Stored items from a collection
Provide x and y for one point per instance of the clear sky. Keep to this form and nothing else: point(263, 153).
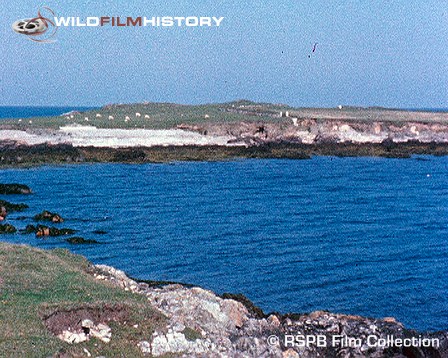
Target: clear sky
point(378, 52)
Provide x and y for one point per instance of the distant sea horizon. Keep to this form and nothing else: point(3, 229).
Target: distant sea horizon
point(44, 111)
point(38, 111)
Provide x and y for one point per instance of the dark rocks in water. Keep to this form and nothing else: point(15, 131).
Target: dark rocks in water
point(30, 229)
point(130, 155)
point(80, 241)
point(3, 213)
point(14, 189)
point(100, 232)
point(48, 216)
point(42, 230)
point(10, 207)
point(253, 310)
point(7, 229)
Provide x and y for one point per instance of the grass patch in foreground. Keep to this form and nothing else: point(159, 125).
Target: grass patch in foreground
point(36, 283)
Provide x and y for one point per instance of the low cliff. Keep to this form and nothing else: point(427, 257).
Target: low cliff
point(58, 304)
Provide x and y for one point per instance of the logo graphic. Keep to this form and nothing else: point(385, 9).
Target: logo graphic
point(37, 28)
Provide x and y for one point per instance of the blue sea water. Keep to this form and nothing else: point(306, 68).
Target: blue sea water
point(361, 236)
point(27, 112)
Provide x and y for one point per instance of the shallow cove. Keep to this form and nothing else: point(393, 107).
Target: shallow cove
point(354, 235)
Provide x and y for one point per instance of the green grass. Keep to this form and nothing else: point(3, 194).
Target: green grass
point(162, 116)
point(35, 282)
point(169, 115)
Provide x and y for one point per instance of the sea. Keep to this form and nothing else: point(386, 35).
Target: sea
point(30, 111)
point(364, 236)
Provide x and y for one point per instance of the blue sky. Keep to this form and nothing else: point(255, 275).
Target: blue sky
point(382, 52)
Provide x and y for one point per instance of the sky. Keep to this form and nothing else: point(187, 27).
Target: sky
point(368, 53)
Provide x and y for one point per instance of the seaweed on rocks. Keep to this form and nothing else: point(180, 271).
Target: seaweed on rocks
point(8, 189)
point(7, 229)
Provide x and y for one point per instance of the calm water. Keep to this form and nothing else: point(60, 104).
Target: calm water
point(354, 235)
point(27, 112)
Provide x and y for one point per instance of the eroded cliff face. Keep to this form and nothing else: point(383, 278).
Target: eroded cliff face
point(312, 131)
point(202, 324)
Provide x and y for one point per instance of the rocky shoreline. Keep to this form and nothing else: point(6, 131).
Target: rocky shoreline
point(16, 155)
point(203, 324)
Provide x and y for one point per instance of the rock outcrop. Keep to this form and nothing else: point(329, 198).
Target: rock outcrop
point(202, 324)
point(7, 229)
point(42, 230)
point(81, 241)
point(48, 216)
point(14, 189)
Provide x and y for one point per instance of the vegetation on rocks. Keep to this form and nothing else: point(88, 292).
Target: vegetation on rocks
point(42, 291)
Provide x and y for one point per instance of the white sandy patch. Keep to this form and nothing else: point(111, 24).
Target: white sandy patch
point(84, 136)
point(23, 137)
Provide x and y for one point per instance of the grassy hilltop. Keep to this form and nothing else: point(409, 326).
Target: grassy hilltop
point(35, 284)
point(169, 115)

Your goal: Would you please repeat exactly the lines above, starting at the line with "Target: rock outcrop" and stopping at the line with "else: point(111, 24).", both included?

Answer box:
Target: rock outcrop
point(202, 324)
point(7, 229)
point(42, 230)
point(81, 241)
point(48, 216)
point(14, 189)
Provide x and y for one point per instance of the vegetation on rocks. Keep to this form and nothing else: point(88, 292).
Target: vegetation on rocks
point(42, 291)
Provide x and y for one point per instance of the white sandy patch. Keep to this form and nothing else: point(111, 24).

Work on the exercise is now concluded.